== Assigned task ==
In the data that follows, count each line with the string "below"; the reply is the number only.

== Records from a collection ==
((

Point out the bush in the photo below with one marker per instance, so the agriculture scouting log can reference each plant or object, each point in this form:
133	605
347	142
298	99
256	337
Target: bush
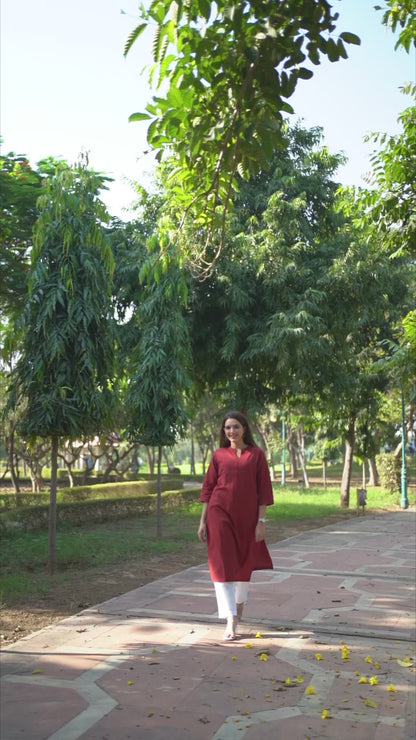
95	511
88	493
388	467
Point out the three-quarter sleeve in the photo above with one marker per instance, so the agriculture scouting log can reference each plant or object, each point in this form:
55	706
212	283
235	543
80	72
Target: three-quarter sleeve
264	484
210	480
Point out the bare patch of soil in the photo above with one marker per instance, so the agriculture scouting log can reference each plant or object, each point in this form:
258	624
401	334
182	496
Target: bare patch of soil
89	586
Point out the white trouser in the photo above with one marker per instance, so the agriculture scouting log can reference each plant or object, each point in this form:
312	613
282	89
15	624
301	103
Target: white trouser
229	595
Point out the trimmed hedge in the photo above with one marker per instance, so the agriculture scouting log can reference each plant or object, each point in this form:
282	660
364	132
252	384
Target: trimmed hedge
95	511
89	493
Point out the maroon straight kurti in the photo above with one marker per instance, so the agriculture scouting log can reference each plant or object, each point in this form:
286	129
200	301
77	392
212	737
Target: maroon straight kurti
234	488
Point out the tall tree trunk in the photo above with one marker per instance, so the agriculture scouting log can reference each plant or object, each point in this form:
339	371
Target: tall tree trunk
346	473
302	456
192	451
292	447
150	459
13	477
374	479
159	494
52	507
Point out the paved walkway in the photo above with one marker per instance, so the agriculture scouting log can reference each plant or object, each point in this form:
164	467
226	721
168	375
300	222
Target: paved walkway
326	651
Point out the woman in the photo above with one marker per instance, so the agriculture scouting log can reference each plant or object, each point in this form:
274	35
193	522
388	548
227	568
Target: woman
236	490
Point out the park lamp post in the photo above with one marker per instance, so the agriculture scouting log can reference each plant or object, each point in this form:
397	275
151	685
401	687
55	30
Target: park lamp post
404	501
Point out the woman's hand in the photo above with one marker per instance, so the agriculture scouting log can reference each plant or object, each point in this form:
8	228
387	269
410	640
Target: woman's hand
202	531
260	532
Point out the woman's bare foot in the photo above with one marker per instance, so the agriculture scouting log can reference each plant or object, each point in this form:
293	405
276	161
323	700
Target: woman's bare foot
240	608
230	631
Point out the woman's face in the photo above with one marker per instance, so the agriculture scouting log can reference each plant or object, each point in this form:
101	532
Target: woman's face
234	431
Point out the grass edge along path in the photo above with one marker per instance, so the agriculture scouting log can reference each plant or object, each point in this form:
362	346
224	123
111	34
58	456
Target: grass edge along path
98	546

))
((

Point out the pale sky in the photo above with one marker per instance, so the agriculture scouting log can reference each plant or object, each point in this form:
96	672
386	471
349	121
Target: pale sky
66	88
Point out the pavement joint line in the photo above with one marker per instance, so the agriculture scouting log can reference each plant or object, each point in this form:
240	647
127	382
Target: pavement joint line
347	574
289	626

))
((

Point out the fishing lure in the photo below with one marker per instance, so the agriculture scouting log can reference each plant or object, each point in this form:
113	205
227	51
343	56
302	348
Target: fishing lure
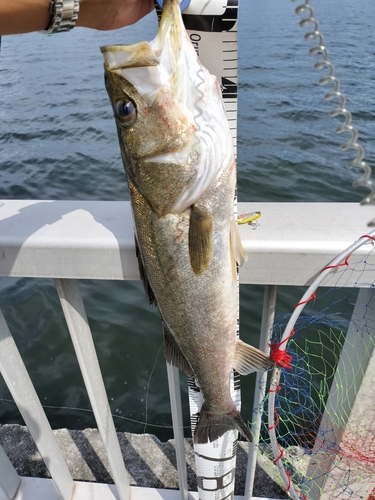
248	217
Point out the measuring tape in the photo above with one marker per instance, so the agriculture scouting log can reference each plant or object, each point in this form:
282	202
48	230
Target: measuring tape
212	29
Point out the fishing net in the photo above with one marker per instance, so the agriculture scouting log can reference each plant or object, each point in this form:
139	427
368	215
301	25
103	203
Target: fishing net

))

== Output for this task ==
2